Goal:
Copy out all of the material below with every "one per instance" changed to "one for each instance" and nothing else altered. Omit the pictures.

Extracted records:
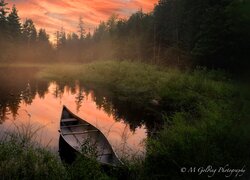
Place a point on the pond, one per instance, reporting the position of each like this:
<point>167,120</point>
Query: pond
<point>30,103</point>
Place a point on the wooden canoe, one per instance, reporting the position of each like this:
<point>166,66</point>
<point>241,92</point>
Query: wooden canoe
<point>86,138</point>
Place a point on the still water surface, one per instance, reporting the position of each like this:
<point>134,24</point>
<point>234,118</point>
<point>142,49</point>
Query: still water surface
<point>38,104</point>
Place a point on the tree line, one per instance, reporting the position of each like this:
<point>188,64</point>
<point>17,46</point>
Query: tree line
<point>211,33</point>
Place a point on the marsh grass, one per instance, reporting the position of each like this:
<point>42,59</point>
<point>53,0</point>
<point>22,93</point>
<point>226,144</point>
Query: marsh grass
<point>205,114</point>
<point>21,157</point>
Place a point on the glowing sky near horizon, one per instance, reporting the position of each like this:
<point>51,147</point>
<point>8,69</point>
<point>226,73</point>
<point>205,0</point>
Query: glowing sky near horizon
<point>54,14</point>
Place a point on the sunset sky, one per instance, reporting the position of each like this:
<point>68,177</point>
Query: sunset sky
<point>54,14</point>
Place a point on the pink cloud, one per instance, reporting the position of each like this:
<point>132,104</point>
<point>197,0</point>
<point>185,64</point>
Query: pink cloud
<point>52,15</point>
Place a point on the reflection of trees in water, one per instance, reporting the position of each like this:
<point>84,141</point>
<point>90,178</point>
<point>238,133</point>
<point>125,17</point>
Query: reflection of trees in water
<point>18,85</point>
<point>131,113</point>
<point>79,98</point>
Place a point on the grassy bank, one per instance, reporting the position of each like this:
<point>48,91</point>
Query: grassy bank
<point>205,115</point>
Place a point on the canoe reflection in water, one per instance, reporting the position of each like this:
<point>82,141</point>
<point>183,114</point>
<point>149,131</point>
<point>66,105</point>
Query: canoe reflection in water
<point>78,136</point>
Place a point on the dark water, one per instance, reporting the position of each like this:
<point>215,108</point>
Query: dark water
<point>30,103</point>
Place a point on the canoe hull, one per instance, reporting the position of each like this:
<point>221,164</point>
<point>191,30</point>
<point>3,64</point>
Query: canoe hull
<point>86,139</point>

Full answer:
Place a point on the pond, one for each instance, reporting the position of each like this:
<point>167,120</point>
Query: pond
<point>30,103</point>
Place a point on the wooden canoe, one for each instance, reporting the position of each like this:
<point>166,66</point>
<point>241,92</point>
Query: wooden canoe
<point>86,138</point>
Place a point on the still water surface, one for each instance, reporting the position of each like this:
<point>134,24</point>
<point>234,118</point>
<point>142,49</point>
Query: still water surface
<point>38,104</point>
Place a point on the tree line, one for each instance, reporting the position of each like this:
<point>188,64</point>
<point>17,46</point>
Query: tree line
<point>211,33</point>
Place a point on the marsh grass, one for each instance, reporting the position of each like this:
<point>42,59</point>
<point>53,0</point>
<point>22,93</point>
<point>226,144</point>
Query: marsh grass
<point>205,114</point>
<point>21,157</point>
Place a point on the glowing sky near horizon, one for each instance, reporting the position of each like this:
<point>51,147</point>
<point>8,69</point>
<point>226,73</point>
<point>205,0</point>
Query: glowing sky near horizon
<point>54,14</point>
Place a point on the sunset sky, one for each instance, reporting the position of each like this:
<point>68,177</point>
Query: sunset sky
<point>54,14</point>
Place a point on the pink cloud, one for each instance, reporting the position of each like this:
<point>132,104</point>
<point>197,0</point>
<point>185,64</point>
Query: pink cloud
<point>52,15</point>
Place a point on the reflection of trees in water, one for each instance, reporting the position of each like this:
<point>84,141</point>
<point>90,178</point>
<point>238,133</point>
<point>125,17</point>
Query: reflection of trees in water
<point>18,85</point>
<point>131,113</point>
<point>79,98</point>
Place a point on the grassy bank, one for each instance, reporting the position of each like this:
<point>48,91</point>
Query: grassy bank
<point>205,115</point>
Place a point on the canoe reflection in water, one for each instance, reporting the position of each like this:
<point>82,141</point>
<point>183,114</point>
<point>149,131</point>
<point>66,105</point>
Query: canoe reflection in water
<point>78,136</point>
Place a point on the dark water, one for each instance, reporting the position of each like this:
<point>215,108</point>
Query: dark water
<point>30,103</point>
Place a point on the canoe hull, one for each instance, reporting the position of each like this:
<point>221,164</point>
<point>191,30</point>
<point>3,64</point>
Query: canoe hull
<point>86,139</point>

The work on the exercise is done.